(Beginning of Text passage)

AL-MUKALLA: Yemen’s Army has launched a new offensive in the southern city of Taiz to break a six-year-long siege by the Iran-backed Houthis and ease military pressure on government forces in the central province of Marib, a Yemeni army spokesperson in Taiz told Arab News on Wednesday.
Abdul Basit Al-Baher said that hundreds of army troops on Tuesday night attacked Houthi-controlled locations on the western and eastern edges of the city, triggering clashes with the rebels.
During the early hours of the offensive, the army troops liberated a number of villages and mountainous locations and killed at least 12 Houthis and destroyed military equipment.
“The national army activated four battlefields in Taiz and managed to push Houthi militia from different locations,” Al-Baher said, adding that the army is pushing to break the Houthi siege on Taiz and open a strategic road that links Taiz with the Red Sea areas. If the government forces seize control of Al-Bareh, the epicenter of the fighting, government forces will be able to partially end the Houthi siege on Taiz and funnel fighters and military equipment from the western regions.
About the timing of the offensive, local Yemeni commanders say that the Houthis in Taiz have been weakened since they sent their elite forces and heavy equipment to participate in the movement’s offensive on the central city of Marib.
“The Yemeni Army offensive partly aims to ease military pressure on Marib,” Al-Baher said.
On Wednesday afternoon, artillery shells fired by the Houthis landed in areas close to Al-Thawra hospital in the eastern part of the city, residents said. No one was reportedly hurt in the shelling.
The Houthis have imposed a siege on the city of Taiz, Yemen’s third-largest city, since early 2015, after failing to seize control of the city due to strong resistance from army troops and resistance fighters.
The Houthi siege has stifled the densely populated city, pushing tens of thousands of people to the brink of famine and triggering condemnation from local and international rights groups.
Houthis earlier this month renewed a major offensive to recapture the central city of Marib, the Yemeni government’s last stronghold in the northern half of Yemen.
In the western province of Hodeidah, a civilian was killed and his brother was wounded when an artillery shell fired by the Houthis exploded inside their house on Tuesday night in the town of Hays, south of Hodeidah city, local media said.
The Joint Forces, an umbrella term for three major military units in the country’s western coast, said that Houthi sporadically shelled civilian areas in Hays, causing panic among residents.
A truce imposed under the Stockholm Agreement in 2018 has largely failed to bring peace to contested areas in Hodeidah as local rights organizations say that hundreds of civilians have been killed in shelling and by land mines planted by the Houthis during the last three years.
Yemen’s government has hailed US sanctions on two Houthi military leaders for orchestrating terrorist strikes inside and outside Yemen.
Yemeni Minister of Information Muammar Al-Eryani described the US decision as a “right step” on the path to punishing the Houthi group for rejecting peace ideas and launching deadly attacks on civilians across Yemen and in Saudi Arabia.

(End of Text passage)
(Beginning of Data)

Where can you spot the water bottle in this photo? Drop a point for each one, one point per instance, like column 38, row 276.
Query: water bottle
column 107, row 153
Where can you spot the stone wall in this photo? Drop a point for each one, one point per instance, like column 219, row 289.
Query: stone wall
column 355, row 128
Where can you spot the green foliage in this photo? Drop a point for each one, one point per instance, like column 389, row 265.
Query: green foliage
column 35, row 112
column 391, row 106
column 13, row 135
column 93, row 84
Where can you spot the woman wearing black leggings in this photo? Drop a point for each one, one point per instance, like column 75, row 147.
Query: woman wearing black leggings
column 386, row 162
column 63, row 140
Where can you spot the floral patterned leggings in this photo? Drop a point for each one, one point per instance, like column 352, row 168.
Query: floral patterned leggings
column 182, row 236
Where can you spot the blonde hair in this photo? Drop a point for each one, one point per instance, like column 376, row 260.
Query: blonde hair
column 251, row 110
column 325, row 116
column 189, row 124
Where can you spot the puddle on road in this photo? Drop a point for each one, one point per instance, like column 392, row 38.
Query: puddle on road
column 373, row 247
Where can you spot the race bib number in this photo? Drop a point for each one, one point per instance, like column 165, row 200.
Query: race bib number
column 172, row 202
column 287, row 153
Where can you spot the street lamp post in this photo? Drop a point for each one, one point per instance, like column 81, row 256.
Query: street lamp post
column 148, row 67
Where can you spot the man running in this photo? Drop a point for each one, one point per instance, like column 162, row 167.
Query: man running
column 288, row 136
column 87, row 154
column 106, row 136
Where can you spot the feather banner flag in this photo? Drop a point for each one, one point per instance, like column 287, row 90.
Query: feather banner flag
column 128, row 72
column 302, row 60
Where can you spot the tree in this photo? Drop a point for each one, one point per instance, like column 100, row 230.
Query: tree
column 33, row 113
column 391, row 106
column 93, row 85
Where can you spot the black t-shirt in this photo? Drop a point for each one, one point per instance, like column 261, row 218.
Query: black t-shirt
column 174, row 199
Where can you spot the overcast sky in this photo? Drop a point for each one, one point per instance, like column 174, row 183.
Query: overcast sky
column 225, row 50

(End of Data)

Quote the Taiz offensive article word for word, starting at "The Houthis have" and ending at "half of Yemen.".

The Houthis have imposed a siege on the city of Taiz, Yemen’s third-largest city, since early 2015, after failing to seize control of the city due to strong resistance from army troops and resistance fighters.
The Houthi siege has stifled the densely populated city, pushing tens of thousands of people to the brink of famine and triggering condemnation from local and international rights groups.
Houthis earlier this month renewed a major offensive to recapture the central city of Marib, the Yemeni government’s last stronghold in the northern half of Yemen.